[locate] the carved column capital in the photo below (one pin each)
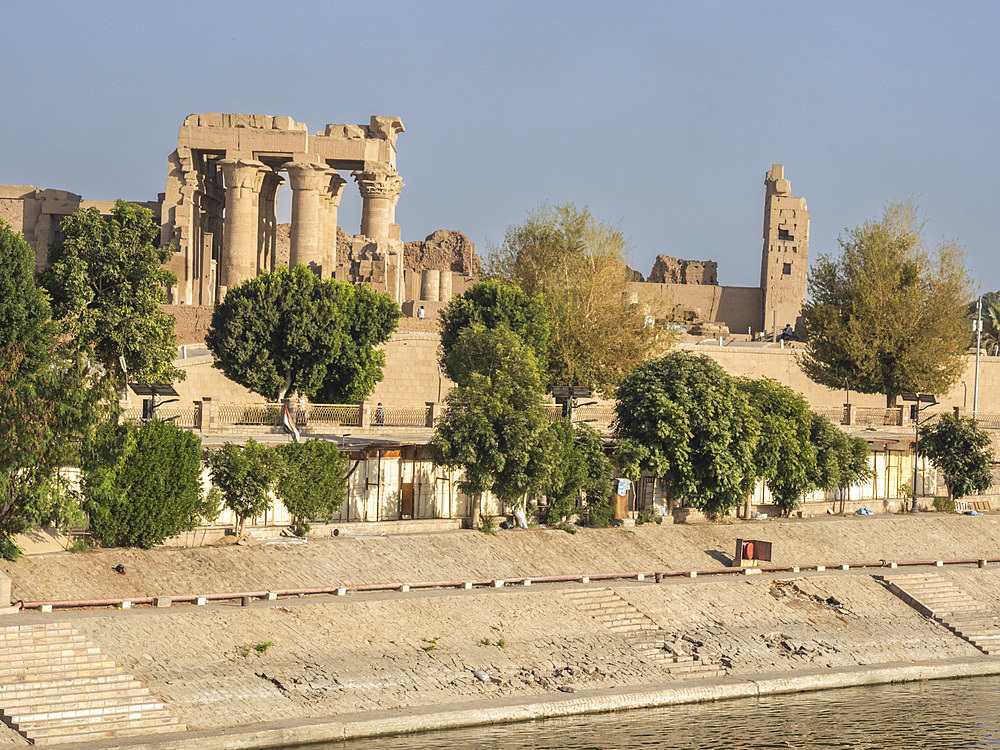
(335, 189)
(243, 175)
(306, 175)
(383, 183)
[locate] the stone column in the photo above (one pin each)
(307, 180)
(445, 294)
(268, 222)
(328, 224)
(430, 284)
(239, 251)
(379, 188)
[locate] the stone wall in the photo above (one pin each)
(37, 214)
(668, 270)
(443, 250)
(737, 306)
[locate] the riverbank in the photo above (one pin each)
(396, 659)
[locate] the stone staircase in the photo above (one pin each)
(57, 687)
(941, 600)
(654, 644)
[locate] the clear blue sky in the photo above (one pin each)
(662, 117)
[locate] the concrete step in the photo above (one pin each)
(30, 659)
(59, 671)
(63, 647)
(85, 711)
(53, 698)
(45, 726)
(88, 732)
(15, 688)
(588, 593)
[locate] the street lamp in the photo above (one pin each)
(926, 399)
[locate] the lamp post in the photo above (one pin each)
(926, 399)
(977, 325)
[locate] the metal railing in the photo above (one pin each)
(185, 415)
(266, 415)
(988, 421)
(868, 416)
(344, 415)
(400, 416)
(835, 414)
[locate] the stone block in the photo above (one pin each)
(210, 120)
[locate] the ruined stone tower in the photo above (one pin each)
(218, 208)
(785, 258)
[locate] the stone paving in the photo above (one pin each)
(303, 658)
(378, 652)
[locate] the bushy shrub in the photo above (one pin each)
(312, 484)
(141, 485)
(245, 474)
(944, 505)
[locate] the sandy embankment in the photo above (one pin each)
(382, 652)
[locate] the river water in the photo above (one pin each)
(915, 716)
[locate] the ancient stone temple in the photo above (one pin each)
(785, 258)
(218, 208)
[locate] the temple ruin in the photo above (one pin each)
(687, 291)
(218, 208)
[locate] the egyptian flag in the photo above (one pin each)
(288, 423)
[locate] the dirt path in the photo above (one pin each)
(347, 560)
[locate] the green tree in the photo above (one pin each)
(492, 305)
(888, 315)
(784, 457)
(45, 415)
(142, 484)
(370, 319)
(579, 475)
(841, 459)
(597, 486)
(961, 450)
(566, 475)
(494, 424)
(24, 308)
(312, 484)
(288, 331)
(682, 418)
(246, 475)
(107, 283)
(578, 266)
(991, 322)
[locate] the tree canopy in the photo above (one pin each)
(46, 414)
(961, 451)
(246, 475)
(107, 282)
(491, 304)
(288, 331)
(682, 418)
(312, 484)
(841, 459)
(50, 398)
(577, 266)
(494, 424)
(24, 308)
(578, 474)
(784, 456)
(888, 315)
(142, 484)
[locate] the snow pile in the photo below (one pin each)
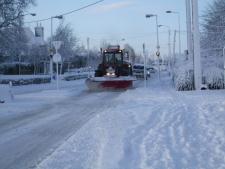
(184, 77)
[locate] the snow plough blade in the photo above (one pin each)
(109, 83)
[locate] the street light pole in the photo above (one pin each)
(189, 29)
(197, 55)
(179, 29)
(157, 33)
(169, 46)
(51, 46)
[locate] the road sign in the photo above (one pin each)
(158, 53)
(57, 58)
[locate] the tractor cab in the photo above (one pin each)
(113, 72)
(113, 63)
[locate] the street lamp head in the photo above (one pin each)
(169, 12)
(174, 12)
(149, 15)
(58, 17)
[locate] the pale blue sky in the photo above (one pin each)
(114, 20)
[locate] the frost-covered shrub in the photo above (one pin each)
(183, 79)
(213, 77)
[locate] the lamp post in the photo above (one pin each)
(51, 46)
(178, 14)
(169, 45)
(157, 33)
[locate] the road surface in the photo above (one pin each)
(28, 138)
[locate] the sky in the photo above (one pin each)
(114, 20)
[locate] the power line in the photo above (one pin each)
(67, 13)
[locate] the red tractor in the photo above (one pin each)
(113, 73)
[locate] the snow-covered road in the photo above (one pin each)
(153, 128)
(26, 138)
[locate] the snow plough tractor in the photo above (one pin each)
(113, 72)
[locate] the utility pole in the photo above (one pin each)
(189, 29)
(174, 51)
(144, 53)
(88, 59)
(169, 50)
(197, 54)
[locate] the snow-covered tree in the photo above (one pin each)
(213, 35)
(212, 43)
(12, 12)
(70, 44)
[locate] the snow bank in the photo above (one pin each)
(149, 128)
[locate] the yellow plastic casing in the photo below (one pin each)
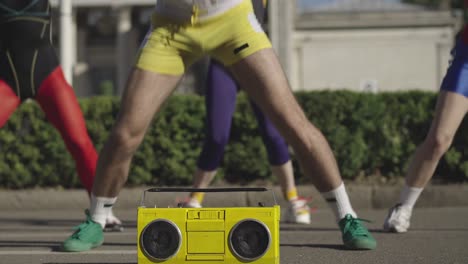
(205, 233)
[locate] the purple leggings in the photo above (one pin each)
(220, 102)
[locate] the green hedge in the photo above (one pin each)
(371, 134)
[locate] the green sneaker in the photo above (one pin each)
(355, 235)
(88, 235)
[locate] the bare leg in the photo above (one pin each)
(284, 173)
(266, 84)
(145, 93)
(450, 111)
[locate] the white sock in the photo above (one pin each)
(409, 196)
(101, 208)
(339, 202)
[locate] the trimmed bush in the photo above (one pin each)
(370, 134)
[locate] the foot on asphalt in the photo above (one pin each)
(88, 235)
(113, 224)
(298, 211)
(398, 219)
(355, 235)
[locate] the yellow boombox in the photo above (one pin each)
(208, 235)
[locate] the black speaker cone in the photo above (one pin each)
(160, 239)
(249, 239)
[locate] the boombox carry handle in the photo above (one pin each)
(177, 189)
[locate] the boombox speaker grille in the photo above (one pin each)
(249, 239)
(160, 239)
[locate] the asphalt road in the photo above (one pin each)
(438, 235)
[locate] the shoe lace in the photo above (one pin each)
(401, 213)
(354, 226)
(81, 228)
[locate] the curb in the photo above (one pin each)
(361, 196)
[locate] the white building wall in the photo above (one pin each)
(375, 59)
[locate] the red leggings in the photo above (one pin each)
(58, 101)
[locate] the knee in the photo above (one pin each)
(437, 145)
(124, 140)
(216, 143)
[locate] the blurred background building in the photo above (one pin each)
(363, 45)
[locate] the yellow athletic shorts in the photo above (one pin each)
(171, 47)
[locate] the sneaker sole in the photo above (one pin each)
(360, 245)
(114, 228)
(81, 249)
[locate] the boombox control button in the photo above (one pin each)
(205, 214)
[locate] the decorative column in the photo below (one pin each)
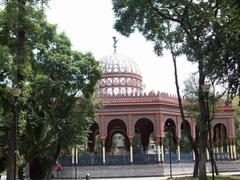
(221, 150)
(131, 151)
(73, 156)
(158, 150)
(234, 151)
(104, 152)
(178, 151)
(207, 152)
(162, 150)
(76, 157)
(231, 150)
(228, 151)
(217, 151)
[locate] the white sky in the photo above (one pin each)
(89, 25)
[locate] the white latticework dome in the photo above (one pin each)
(121, 76)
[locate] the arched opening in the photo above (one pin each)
(93, 132)
(144, 134)
(220, 141)
(144, 127)
(185, 145)
(170, 140)
(117, 143)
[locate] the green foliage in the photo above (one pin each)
(56, 103)
(237, 122)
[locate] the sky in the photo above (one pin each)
(89, 25)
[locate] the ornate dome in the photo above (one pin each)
(121, 76)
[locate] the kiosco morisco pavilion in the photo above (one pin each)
(129, 112)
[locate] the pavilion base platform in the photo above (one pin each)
(139, 170)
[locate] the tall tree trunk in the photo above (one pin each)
(202, 124)
(19, 80)
(184, 121)
(10, 162)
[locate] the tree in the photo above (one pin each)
(196, 23)
(56, 104)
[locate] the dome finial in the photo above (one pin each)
(115, 43)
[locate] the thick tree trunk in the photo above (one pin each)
(202, 124)
(19, 81)
(193, 144)
(10, 162)
(38, 168)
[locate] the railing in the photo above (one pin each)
(96, 160)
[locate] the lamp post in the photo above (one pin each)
(168, 129)
(205, 89)
(16, 92)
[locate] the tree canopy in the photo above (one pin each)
(199, 29)
(56, 105)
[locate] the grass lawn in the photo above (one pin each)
(210, 177)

-------

Requirements: Write out the records again from the line with "[locate] the green foliage" through the last line of the records, both ends included and requests kept. Multiply every coordinate in the answers by 1.05 and round to whole numbers, rounding halves up.

Task solution:
[locate] the green foliage in the photo above (one pin each)
(59, 108)
(249, 128)
[locate] the sky in the photo above (one pin each)
(93, 26)
[locate] the ornate dome in the photo above (one pin each)
(127, 80)
[locate] the kiosco morisco pavilion in the photo above (one pin each)
(135, 118)
[locate] the pavilion base platform in the photo above (one pin each)
(146, 179)
[locate] the tall tree trunk in the photo above (one pin each)
(212, 130)
(20, 84)
(193, 127)
(11, 170)
[locate] the tree in the photo above (one pin each)
(206, 24)
(59, 109)
[locate] the dome finial in the photo above (one pin each)
(121, 45)
[locate] the thick tree trunk in the photo above (one pin each)
(212, 130)
(20, 85)
(203, 151)
(11, 170)
(40, 176)
[locate] the railing in the photo above (one pin each)
(101, 168)
[locate] the lamp post in the photo above (one pin each)
(176, 135)
(215, 93)
(17, 97)
[locate] the tree canopy in the photo above (one pin each)
(209, 30)
(59, 110)
[locate] the grass lawn in the photo above (one pin each)
(221, 186)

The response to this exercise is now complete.